Passage for review |
Start of Block
SciPy 2023

tfmodisco-lite: an attribution-based motif discovery algorithm
07-12, 11:25–11:55 (America/Chicago), Grand Salon C

An important problem in genomics is identifying the proteins that bind to DNA. Although many methods attempt to learn DNA motifs underlying protein binding as position-weight matrices (PWMs), these PWMs cannot faithfully represent real biology. For instance, a static PWM cannot describe a zinc-finger protein whose fingers can optionally include one-nucleotide spacing. TF-MoDISco is a framework for extracting motifs using attribution scores from a machine-learning model. The learned motifs and syntax overcome many of the limitations presented by PWM. I will describe the TF-MoDISco algorithm and showcase its efficient re-implementation, tfmodisco-lite.
End of Block
What the task requires |
From the line under the title in the talk listing, list each separate scheduling detail it gives.

Items listed in a dataset:
Start of Block
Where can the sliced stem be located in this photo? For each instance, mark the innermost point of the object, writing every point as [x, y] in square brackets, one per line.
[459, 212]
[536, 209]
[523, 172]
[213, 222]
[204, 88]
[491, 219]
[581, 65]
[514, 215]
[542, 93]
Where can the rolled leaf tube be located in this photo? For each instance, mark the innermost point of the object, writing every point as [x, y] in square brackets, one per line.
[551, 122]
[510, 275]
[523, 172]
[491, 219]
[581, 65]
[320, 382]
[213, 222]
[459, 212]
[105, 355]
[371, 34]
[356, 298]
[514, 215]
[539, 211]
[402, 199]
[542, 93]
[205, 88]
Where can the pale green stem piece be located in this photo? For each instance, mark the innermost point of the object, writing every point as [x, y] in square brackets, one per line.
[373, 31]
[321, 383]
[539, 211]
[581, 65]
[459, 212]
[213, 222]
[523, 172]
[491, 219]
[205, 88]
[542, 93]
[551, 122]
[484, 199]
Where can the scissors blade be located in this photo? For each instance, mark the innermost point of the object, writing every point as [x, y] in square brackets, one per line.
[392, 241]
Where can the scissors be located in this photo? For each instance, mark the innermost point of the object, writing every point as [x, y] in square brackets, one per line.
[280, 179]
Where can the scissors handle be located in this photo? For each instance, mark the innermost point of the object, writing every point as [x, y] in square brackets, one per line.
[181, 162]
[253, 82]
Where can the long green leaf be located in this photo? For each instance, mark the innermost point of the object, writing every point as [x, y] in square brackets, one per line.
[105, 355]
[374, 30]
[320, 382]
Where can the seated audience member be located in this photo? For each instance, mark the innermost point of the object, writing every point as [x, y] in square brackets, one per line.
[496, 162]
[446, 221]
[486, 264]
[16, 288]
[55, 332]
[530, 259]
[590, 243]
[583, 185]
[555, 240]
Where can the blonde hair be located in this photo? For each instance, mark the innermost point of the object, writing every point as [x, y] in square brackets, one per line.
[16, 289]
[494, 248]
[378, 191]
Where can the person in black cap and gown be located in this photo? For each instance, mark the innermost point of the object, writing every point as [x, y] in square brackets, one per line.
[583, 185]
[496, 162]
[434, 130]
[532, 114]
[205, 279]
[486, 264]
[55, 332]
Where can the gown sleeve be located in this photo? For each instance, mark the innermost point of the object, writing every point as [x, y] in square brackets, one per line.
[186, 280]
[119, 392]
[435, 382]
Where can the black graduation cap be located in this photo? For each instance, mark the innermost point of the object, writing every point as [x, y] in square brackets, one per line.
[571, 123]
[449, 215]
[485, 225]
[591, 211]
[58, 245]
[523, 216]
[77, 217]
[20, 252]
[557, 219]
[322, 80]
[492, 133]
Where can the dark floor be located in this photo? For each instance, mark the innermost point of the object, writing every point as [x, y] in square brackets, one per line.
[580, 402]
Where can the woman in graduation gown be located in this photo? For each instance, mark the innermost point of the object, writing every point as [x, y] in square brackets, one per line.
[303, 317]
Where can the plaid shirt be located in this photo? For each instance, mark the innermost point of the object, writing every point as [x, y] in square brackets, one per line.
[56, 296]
End of Block
Solution to this problem |
- 07-12
- 11:25–11:55
- America/Chicago
- Grand Salon C